**GIVEN PROBLEM A**
Set down, word for word, the lines of the listing from the line containing "Reviewer note: confirm that each instance of the wooden plank" through the end of the listing.

**SELECTED PASSAGE**
________________________________________

Wednesday, December 18, 2024
45.0°F

Ecogroups planning to file suit

by JIM MANN/Daily Inter Lake
| April 2, 2009 1:00 AM

A group of 13 environmental groups on Wednesday announced plans to challenge the federal government's plan to remove wolves in the Northern Rockies from protection under the Endangered Species Act.

The Department of Interior published its wolf delisting rule in the Federal Register on Wednesday, prompting the announcement to file a 60-day notice of intent to sue.

Montana and federal wildlife officials expected a legal challenge because the same groups have sued in the past to stop delisting.

A Bush administration move to delist wolves in January initially was suspended by the Obama administration.

But just weeks later, Interior Secretary Ken Salazar decided to proceed with the same plan, which involves delisting wolves in Idaho and Montana but not in Wyoming because that state's wolf management plans are not considered acceptable for sustaining a wolf population.

________________________________________

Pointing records
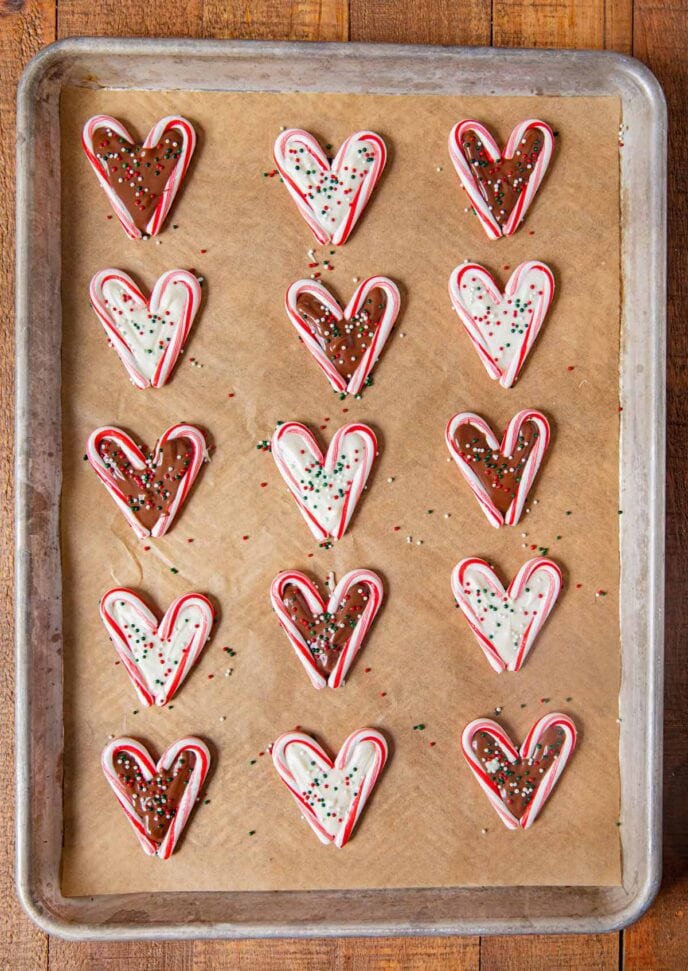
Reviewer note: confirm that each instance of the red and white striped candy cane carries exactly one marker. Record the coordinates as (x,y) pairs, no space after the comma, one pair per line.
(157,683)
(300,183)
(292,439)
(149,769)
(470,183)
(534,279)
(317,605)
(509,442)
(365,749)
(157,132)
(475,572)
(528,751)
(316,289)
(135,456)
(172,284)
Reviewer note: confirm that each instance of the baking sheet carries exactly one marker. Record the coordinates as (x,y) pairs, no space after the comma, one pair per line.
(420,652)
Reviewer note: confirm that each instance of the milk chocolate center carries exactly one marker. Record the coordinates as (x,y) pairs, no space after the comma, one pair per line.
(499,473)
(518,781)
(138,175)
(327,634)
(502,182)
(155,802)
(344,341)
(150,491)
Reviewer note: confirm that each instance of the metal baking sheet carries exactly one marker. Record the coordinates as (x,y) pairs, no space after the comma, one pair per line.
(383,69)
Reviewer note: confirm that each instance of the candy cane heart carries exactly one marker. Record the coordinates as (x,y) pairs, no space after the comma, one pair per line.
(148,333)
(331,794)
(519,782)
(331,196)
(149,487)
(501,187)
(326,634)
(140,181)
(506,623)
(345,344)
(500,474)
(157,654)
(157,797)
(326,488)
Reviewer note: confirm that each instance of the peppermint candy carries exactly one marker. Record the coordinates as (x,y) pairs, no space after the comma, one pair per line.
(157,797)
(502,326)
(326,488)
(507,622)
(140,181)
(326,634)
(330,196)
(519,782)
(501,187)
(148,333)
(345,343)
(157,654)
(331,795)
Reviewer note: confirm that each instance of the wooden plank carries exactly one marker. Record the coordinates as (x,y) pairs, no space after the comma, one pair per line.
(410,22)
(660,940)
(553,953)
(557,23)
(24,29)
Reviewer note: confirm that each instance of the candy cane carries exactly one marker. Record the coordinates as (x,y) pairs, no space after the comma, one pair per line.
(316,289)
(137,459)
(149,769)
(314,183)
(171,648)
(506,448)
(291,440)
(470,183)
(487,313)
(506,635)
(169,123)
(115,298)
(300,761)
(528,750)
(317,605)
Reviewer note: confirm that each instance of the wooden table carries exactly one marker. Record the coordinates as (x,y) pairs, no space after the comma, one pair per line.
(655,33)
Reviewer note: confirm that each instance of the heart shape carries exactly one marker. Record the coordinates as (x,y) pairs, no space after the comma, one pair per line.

________________________________________

**GIVEN PROBLEM B**
According to the article on wolf delisting, in which states would wolves be removed from protection under Interior Secretary Ken Salazar's plan?

**TASK SOLUTION A**
Reviewer note: confirm that each instance of the wooden plank carries exactly one marker. Record the coordinates as (x,y) pairs, no space after the comma, one pair per line.
(410,22)
(660,940)
(553,953)
(557,23)
(24,29)
Reviewer note: confirm that each instance of the candy cane carries exactly one marker. Record the coordinates as (x,y) pairs, no space after the comma, one pair per line.
(316,289)
(137,459)
(149,769)
(314,183)
(171,648)
(506,448)
(291,440)
(470,183)
(487,313)
(506,635)
(169,123)
(115,298)
(300,761)
(528,750)
(317,605)
Reviewer note: confirm that each instance of the wooden table carries exactly one marker. Record the coordinates as (x,y) pairs, no space after the comma, one pair per line.
(655,33)
Reviewer note: confirm that each instance of the heart shape carries exactly one marker. Record the coordinates as (x,y) pairs, no space after the comma, one pair per line.

**TASK SOLUTION B**
Idaho and Montana.